[start EXERCISE MATERIAL]

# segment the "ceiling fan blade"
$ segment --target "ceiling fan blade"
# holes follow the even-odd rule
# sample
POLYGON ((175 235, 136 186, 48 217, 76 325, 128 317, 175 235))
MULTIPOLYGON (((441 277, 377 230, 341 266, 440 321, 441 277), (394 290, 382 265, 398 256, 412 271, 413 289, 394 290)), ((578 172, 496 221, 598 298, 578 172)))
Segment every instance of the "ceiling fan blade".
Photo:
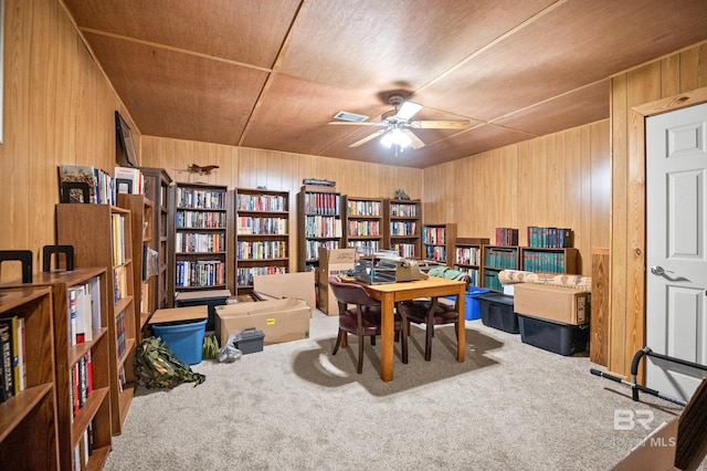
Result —
POLYGON ((348 122, 348 121, 331 121, 331 122, 329 122, 329 124, 344 124, 344 125, 348 125, 348 126, 388 126, 386 123, 376 123, 376 122, 351 123, 351 122, 348 122))
POLYGON ((468 124, 467 119, 413 121, 410 126, 418 129, 466 129, 468 124))
POLYGON ((372 140, 372 139, 377 138, 378 136, 380 136, 381 134, 386 133, 387 130, 388 130, 388 129, 380 129, 380 130, 377 130, 377 132, 376 132, 376 133, 373 133, 373 134, 369 134, 368 136, 363 137, 362 139, 359 139, 359 140, 357 140, 356 143, 354 143, 354 144, 349 145, 349 147, 358 147, 358 146, 360 146, 361 144, 366 144, 366 143, 368 143, 369 140, 372 140))
POLYGON ((410 137, 410 140, 412 140, 411 145, 413 149, 419 149, 420 147, 424 147, 424 143, 422 142, 422 139, 415 136, 415 133, 407 128, 402 129, 402 132, 410 137))
POLYGON ((422 105, 413 102, 403 102, 398 113, 395 113, 395 117, 400 119, 410 119, 413 117, 420 109, 422 109, 422 105))

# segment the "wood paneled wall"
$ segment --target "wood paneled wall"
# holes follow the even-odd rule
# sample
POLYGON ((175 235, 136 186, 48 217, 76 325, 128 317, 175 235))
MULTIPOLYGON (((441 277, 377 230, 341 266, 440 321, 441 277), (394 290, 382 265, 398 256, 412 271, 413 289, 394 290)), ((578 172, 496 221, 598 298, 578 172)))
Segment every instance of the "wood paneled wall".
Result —
MULTIPOLYGON (((627 376, 645 346, 645 156, 642 105, 707 86, 707 43, 611 80, 611 337, 609 369, 627 376), (637 138, 636 138, 637 136, 637 138)), ((693 104, 693 102, 687 102, 693 104)))
POLYGON ((384 198, 403 188, 411 198, 422 198, 422 170, 415 168, 152 136, 143 136, 141 145, 141 165, 165 168, 175 181, 289 191, 291 271, 297 269, 296 195, 305 178, 334 180, 342 195, 384 198), (188 170, 191 164, 219 168, 202 177, 188 170))
POLYGON ((495 240, 495 229, 574 230, 581 273, 591 249, 609 244, 609 121, 483 153, 424 170, 424 220, 456 222, 458 237, 495 240))
MULTIPOLYGON (((113 172, 114 113, 129 116, 57 0, 4 0, 4 17, 0 249, 32 250, 40 270, 55 243, 57 166, 113 172)), ((10 264, 0 281, 18 276, 10 264)))

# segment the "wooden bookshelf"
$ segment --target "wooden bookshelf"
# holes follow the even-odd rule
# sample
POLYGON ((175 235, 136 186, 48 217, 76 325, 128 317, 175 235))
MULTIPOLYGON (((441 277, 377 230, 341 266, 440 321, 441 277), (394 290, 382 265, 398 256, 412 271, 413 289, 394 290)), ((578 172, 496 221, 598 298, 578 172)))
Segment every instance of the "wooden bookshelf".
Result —
POLYGON ((383 249, 383 198, 341 197, 344 248, 370 257, 383 249))
POLYGON ((24 320, 25 388, 0 404, 3 469, 57 470, 52 295, 48 287, 0 290, 0 317, 24 320))
POLYGON ((454 269, 469 275, 472 286, 481 286, 482 279, 482 245, 488 244, 484 238, 457 238, 454 243, 454 269))
POLYGON ((289 191, 235 189, 235 291, 253 276, 289 271, 289 191))
POLYGON ((341 195, 327 188, 303 186, 297 193, 297 269, 300 272, 316 271, 319 248, 341 247, 341 195))
POLYGON ((519 260, 517 245, 482 245, 483 287, 502 291, 498 273, 503 270, 518 270, 519 260))
POLYGON ((383 244, 408 259, 421 259, 422 202, 419 199, 383 200, 383 244))
POLYGON ((151 281, 150 312, 175 305, 172 179, 163 168, 140 167, 145 180, 145 197, 152 201, 152 233, 150 248, 157 251, 157 274, 151 281))
POLYGON ((577 249, 520 248, 520 270, 541 273, 579 274, 577 249))
POLYGON ((135 393, 136 305, 130 211, 107 205, 56 206, 56 240, 74 245, 75 266, 106 269, 110 415, 120 435, 135 393), (91 228, 91 230, 86 230, 91 228))
MULTIPOLYGON (((11 285, 12 283, 7 283, 3 286, 11 285)), ((110 416, 110 345, 113 342, 108 322, 110 300, 106 268, 88 266, 73 271, 39 272, 32 276, 29 285, 18 282, 14 289, 19 290, 22 286, 49 289, 52 293, 50 307, 52 331, 38 338, 42 338, 44 347, 51 345, 53 348, 51 357, 54 360, 56 378, 54 389, 59 430, 59 469, 75 469, 74 464, 78 464, 81 469, 102 469, 110 451, 113 435, 110 416), (97 300, 99 322, 93 323, 91 341, 72 346, 67 335, 71 323, 68 293, 72 289, 85 285, 93 286, 93 293, 99 297, 97 300), (46 338, 49 342, 45 341, 46 338), (91 356, 93 390, 87 395, 83 406, 76 409, 71 390, 72 376, 74 369, 82 363, 82 358, 85 359, 87 355, 91 356), (92 436, 92 451, 82 454, 82 442, 85 440, 84 436, 87 437, 88 433, 92 436), (83 465, 81 465, 82 461, 84 461, 83 465)), ((30 338, 28 337, 27 341, 30 338)), ((29 348, 28 352, 30 352, 29 348)), ((45 356, 46 354, 42 354, 42 357, 45 356)), ((36 437, 41 437, 41 433, 36 437)), ((33 452, 41 449, 43 446, 35 447, 33 452)))
POLYGON ((422 257, 454 266, 456 223, 424 224, 422 227, 422 257))
POLYGON ((178 182, 175 201, 176 293, 232 289, 228 188, 178 182))

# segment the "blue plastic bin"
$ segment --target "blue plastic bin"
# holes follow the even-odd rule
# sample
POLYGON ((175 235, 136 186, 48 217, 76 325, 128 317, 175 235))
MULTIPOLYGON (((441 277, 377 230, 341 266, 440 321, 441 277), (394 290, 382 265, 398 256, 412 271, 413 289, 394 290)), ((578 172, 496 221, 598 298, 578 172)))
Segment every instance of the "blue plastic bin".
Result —
MULTIPOLYGON (((486 287, 477 286, 469 286, 469 289, 466 291, 466 312, 464 313, 464 318, 466 321, 482 318, 482 308, 477 297, 482 294, 488 293, 488 291, 489 290, 486 287)), ((445 299, 450 301, 456 301, 456 296, 445 296, 445 299)))
POLYGON ((181 324, 154 324, 152 332, 188 365, 201 363, 207 320, 181 324))

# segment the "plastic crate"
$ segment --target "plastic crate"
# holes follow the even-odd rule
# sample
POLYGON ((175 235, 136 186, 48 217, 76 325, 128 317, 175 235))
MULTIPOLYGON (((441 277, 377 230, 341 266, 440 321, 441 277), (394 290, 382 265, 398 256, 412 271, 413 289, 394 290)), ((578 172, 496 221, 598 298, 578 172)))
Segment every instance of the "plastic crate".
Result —
POLYGON ((207 320, 179 324, 154 324, 152 332, 186 364, 201 363, 207 320))
MULTIPOLYGON (((471 286, 466 291, 466 297, 465 297, 466 304, 465 304, 465 313, 464 313, 464 318, 466 321, 475 321, 477 318, 482 318, 482 307, 481 307, 481 304, 478 303, 478 296, 481 296, 482 294, 486 294, 490 290, 486 287, 477 287, 477 286, 471 286)), ((456 302, 456 296, 444 296, 444 297, 446 300, 456 302)))
POLYGON ((518 314, 520 341, 562 356, 587 352, 589 324, 564 324, 547 318, 518 314))
POLYGON ((513 296, 493 293, 478 296, 482 311, 482 322, 489 327, 518 334, 518 316, 513 310, 513 296))

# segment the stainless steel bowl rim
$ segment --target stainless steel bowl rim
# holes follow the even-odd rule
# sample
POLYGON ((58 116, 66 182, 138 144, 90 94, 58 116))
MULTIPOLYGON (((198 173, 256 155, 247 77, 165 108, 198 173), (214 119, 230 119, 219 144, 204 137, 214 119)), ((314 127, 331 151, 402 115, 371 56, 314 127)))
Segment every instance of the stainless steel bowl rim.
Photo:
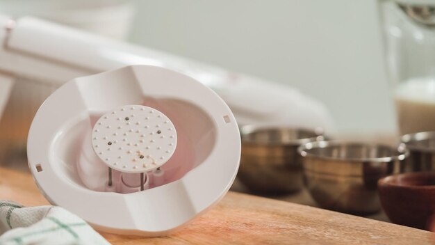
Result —
POLYGON ((390 162, 396 160, 403 160, 409 155, 409 150, 407 149, 404 145, 400 145, 397 148, 388 145, 371 143, 357 141, 313 141, 302 145, 297 148, 297 152, 302 157, 311 157, 319 159, 334 160, 338 161, 352 161, 352 162, 390 162), (365 158, 343 158, 334 157, 319 156, 315 154, 309 153, 307 150, 313 148, 324 148, 332 145, 361 145, 372 147, 386 147, 395 150, 397 154, 390 157, 365 157, 365 158))
POLYGON ((413 134, 408 134, 402 135, 400 137, 402 143, 407 145, 407 148, 411 150, 417 150, 423 152, 435 152, 435 148, 431 148, 427 147, 422 147, 413 145, 411 142, 418 142, 427 139, 435 140, 435 131, 419 132, 413 134))
POLYGON ((321 127, 318 127, 315 129, 309 129, 309 128, 303 128, 303 127, 273 127, 273 126, 257 126, 257 125, 247 125, 240 126, 239 127, 241 139, 243 144, 249 145, 294 145, 299 146, 309 142, 313 141, 325 141, 327 139, 323 135, 323 129, 321 127), (286 141, 285 142, 265 142, 265 141, 256 141, 252 140, 244 139, 244 136, 247 136, 248 134, 255 133, 260 130, 294 130, 294 131, 306 131, 306 132, 311 132, 313 134, 317 134, 316 136, 309 137, 309 138, 302 138, 297 139, 291 139, 288 141, 286 141))

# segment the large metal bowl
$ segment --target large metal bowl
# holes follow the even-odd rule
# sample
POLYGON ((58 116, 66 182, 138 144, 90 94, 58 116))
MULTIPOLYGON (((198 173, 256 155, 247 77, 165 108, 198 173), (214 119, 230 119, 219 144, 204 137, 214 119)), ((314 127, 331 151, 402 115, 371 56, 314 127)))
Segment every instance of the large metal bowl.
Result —
POLYGON ((238 179, 251 191, 279 194, 299 190, 302 165, 297 148, 322 140, 322 130, 240 127, 242 157, 238 179))
POLYGON ((409 150, 402 172, 435 171, 435 132, 405 134, 401 139, 409 150))
POLYGON ((379 179, 400 171, 404 145, 340 141, 311 142, 298 149, 306 188, 322 207, 365 214, 381 208, 379 179))

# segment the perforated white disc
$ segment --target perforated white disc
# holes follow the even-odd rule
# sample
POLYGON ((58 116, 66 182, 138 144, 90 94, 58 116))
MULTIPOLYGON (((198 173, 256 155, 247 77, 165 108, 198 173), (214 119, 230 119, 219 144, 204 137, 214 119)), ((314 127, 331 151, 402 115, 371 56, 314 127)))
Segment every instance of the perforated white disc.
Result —
POLYGON ((109 167, 124 173, 143 173, 169 160, 177 147, 177 132, 161 111, 128 105, 103 115, 92 134, 95 153, 109 167))

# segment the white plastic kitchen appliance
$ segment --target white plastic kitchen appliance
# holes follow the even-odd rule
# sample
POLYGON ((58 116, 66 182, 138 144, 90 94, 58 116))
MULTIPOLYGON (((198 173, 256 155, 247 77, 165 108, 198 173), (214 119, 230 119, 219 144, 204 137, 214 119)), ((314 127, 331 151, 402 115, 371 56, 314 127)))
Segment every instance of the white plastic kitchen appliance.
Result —
POLYGON ((74 79, 52 93, 32 122, 27 154, 51 203, 100 230, 156 236, 224 196, 240 139, 210 88, 134 65, 74 79))

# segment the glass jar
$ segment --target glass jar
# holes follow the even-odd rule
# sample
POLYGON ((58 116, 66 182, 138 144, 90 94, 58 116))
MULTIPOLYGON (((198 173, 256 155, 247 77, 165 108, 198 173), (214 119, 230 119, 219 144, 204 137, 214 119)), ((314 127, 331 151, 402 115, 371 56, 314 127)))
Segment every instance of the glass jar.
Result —
POLYGON ((435 130, 435 1, 379 3, 400 133, 435 130))

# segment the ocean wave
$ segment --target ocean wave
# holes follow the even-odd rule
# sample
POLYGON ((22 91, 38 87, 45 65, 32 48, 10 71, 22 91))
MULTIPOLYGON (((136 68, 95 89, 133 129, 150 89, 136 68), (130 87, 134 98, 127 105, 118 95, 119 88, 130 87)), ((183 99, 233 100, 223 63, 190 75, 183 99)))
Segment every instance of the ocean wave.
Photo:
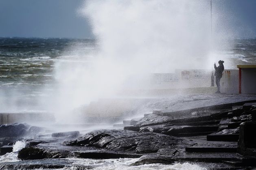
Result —
POLYGON ((242 61, 243 61, 243 62, 248 62, 248 61, 247 60, 245 60, 245 59, 241 59, 241 60, 242 60, 242 61))
POLYGON ((12 82, 11 83, 4 83, 4 84, 1 84, 1 86, 8 86, 11 84, 14 84, 14 82, 12 82))
POLYGON ((31 57, 26 58, 21 58, 20 60, 22 61, 37 61, 38 60, 52 60, 52 58, 48 56, 46 56, 44 57, 31 57))

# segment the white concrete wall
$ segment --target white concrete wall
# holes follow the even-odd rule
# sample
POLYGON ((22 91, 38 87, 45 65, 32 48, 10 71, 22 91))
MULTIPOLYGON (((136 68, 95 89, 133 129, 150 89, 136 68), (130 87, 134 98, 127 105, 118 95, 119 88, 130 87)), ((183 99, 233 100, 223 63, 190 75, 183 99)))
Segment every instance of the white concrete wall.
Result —
POLYGON ((153 73, 151 88, 170 89, 211 86, 212 71, 203 69, 176 70, 174 73, 153 73))
MULTIPOLYGON (((239 93, 238 70, 224 70, 220 81, 221 92, 227 94, 239 93)), ((215 80, 214 85, 216 86, 215 80)))
POLYGON ((242 68, 241 82, 242 94, 256 94, 256 68, 242 68))

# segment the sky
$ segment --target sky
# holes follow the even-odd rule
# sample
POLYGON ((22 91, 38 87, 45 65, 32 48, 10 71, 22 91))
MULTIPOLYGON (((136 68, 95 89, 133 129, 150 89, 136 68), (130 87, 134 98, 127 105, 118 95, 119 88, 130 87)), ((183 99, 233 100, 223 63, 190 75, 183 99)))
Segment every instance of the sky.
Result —
MULTIPOLYGON (((212 0, 213 17, 214 8, 227 11, 234 38, 256 37, 256 0, 212 0)), ((0 0, 0 37, 93 38, 90 22, 77 12, 84 1, 0 0)))

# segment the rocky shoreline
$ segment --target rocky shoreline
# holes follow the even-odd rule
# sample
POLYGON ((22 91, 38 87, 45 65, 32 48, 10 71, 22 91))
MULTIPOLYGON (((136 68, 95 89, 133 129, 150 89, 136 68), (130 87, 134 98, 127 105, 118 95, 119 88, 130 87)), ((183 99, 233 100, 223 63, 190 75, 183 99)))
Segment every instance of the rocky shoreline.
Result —
POLYGON ((0 163, 0 169, 20 169, 21 165, 26 165, 22 168, 24 169, 40 166, 57 169, 67 167, 69 162, 65 159, 72 157, 140 158, 131 166, 191 162, 215 164, 211 169, 255 168, 255 102, 170 112, 155 111, 132 121, 133 125, 124 129, 94 130, 84 135, 74 131, 53 133, 49 137, 38 135, 45 131, 41 127, 26 124, 2 125, 0 154, 11 151, 12 144, 18 140, 23 139, 26 145, 18 152, 23 161, 0 163), (50 159, 55 161, 39 166, 28 165, 31 160, 50 159))

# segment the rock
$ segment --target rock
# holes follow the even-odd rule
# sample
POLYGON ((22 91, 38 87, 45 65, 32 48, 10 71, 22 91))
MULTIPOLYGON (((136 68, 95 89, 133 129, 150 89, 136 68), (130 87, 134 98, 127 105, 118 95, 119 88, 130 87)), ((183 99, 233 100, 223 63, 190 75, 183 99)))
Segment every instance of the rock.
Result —
POLYGON ((107 151, 87 151, 73 153, 76 157, 85 159, 136 158, 142 156, 139 154, 125 154, 107 151))
POLYGON ((247 103, 243 105, 243 109, 244 110, 249 110, 251 108, 254 108, 254 105, 256 105, 256 103, 247 103))
POLYGON ((246 122, 252 120, 252 115, 251 114, 243 114, 238 117, 234 117, 231 120, 231 122, 246 122))
POLYGON ((188 142, 177 137, 150 132, 129 130, 100 130, 92 131, 76 140, 64 142, 67 145, 94 146, 127 153, 142 154, 157 153, 161 149, 166 152, 177 145, 188 142))
POLYGON ((244 111, 242 108, 236 108, 232 110, 233 116, 240 116, 244 111))
POLYGON ((243 122, 240 125, 238 151, 244 155, 256 156, 256 122, 243 122))
POLYGON ((37 146, 29 146, 23 148, 19 152, 18 158, 22 160, 62 158, 68 157, 70 154, 70 151, 66 150, 56 150, 37 146))
POLYGON ((231 119, 231 122, 240 122, 241 121, 241 117, 240 116, 239 117, 233 117, 231 119))
POLYGON ((52 133, 52 137, 61 137, 70 136, 71 138, 76 138, 80 134, 79 131, 66 131, 64 132, 53 133, 52 133))
POLYGON ((207 135, 207 140, 212 141, 237 141, 238 134, 216 134, 212 133, 207 135))
POLYGON ((13 151, 12 145, 5 145, 0 148, 0 155, 3 155, 6 153, 9 153, 13 151))
POLYGON ((237 147, 225 146, 191 146, 186 148, 186 152, 237 152, 237 147))
POLYGON ((215 134, 238 134, 239 133, 239 127, 236 129, 223 129, 221 131, 217 132, 215 134))
POLYGON ((35 160, 25 160, 13 162, 0 163, 2 170, 34 170, 34 169, 76 169, 89 170, 94 168, 73 164, 70 160, 63 159, 49 159, 35 160))
POLYGON ((256 121, 256 109, 252 110, 252 120, 256 121))
POLYGON ((230 122, 228 123, 228 127, 230 129, 234 129, 237 127, 239 127, 240 124, 242 122, 230 122))
POLYGON ((128 126, 124 127, 124 130, 129 130, 130 131, 139 131, 140 127, 138 126, 128 126))
POLYGON ((28 125, 26 123, 12 123, 0 126, 0 138, 17 138, 24 136, 28 125))
POLYGON ((174 161, 170 157, 162 157, 160 155, 142 157, 135 163, 129 165, 129 166, 139 166, 145 164, 162 164, 167 165, 172 164, 174 161))

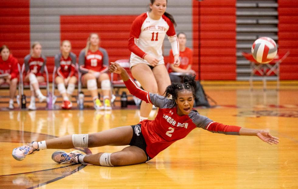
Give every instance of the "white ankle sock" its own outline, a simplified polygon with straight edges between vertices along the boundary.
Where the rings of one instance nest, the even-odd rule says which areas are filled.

[end EXERCISE MATERIAL]

OBJECTIVE |
Please turn the lines from the start of the listing through the line containing "POLYGON ((422 105, 413" into a JSON list of strings, one string per line, with blank lines and the picture left out.

RESULT |
[
  "# segment the \"ceiling fan blade\"",
  "$ segment --target \"ceiling fan blade\"",
  "# holes follow the even-odd rule",
  "# sample",
  "POLYGON ((175 235, 136 186, 48 217, 76 325, 128 317, 175 235))",
  "MULTIPOLYGON (((441 277, 377 230, 341 266, 440 321, 441 277), (394 290, 382 265, 398 256, 412 271, 413 289, 394 290)), ((578 172, 496 221, 598 298, 578 172)))",
  "Segment every instance of the \"ceiling fan blade\".",
  "Photo:",
  "Result —",
  "POLYGON ((348 122, 348 121, 331 121, 331 122, 329 122, 329 124, 344 124, 344 125, 348 125, 348 126, 388 126, 386 123, 376 123, 376 122, 351 123, 351 122, 348 122))",
  "POLYGON ((468 124, 467 119, 413 121, 410 126, 418 129, 466 129, 468 124))",
  "POLYGON ((372 140, 372 139, 377 138, 378 136, 380 136, 381 134, 386 133, 387 130, 388 130, 388 129, 380 129, 380 130, 377 130, 377 132, 376 132, 376 133, 373 133, 373 134, 369 134, 368 136, 363 137, 362 139, 359 139, 359 140, 357 140, 356 143, 354 143, 354 144, 349 145, 349 147, 358 147, 358 146, 360 146, 361 144, 366 144, 366 143, 368 143, 369 140, 372 140))",
  "POLYGON ((410 137, 410 140, 412 140, 411 145, 413 149, 419 149, 420 147, 424 147, 424 143, 422 142, 422 139, 415 136, 415 133, 407 128, 402 129, 402 132, 410 137))",
  "POLYGON ((422 105, 413 102, 403 102, 398 113, 395 113, 395 117, 400 119, 410 119, 413 117, 420 109, 422 109, 422 105))"
]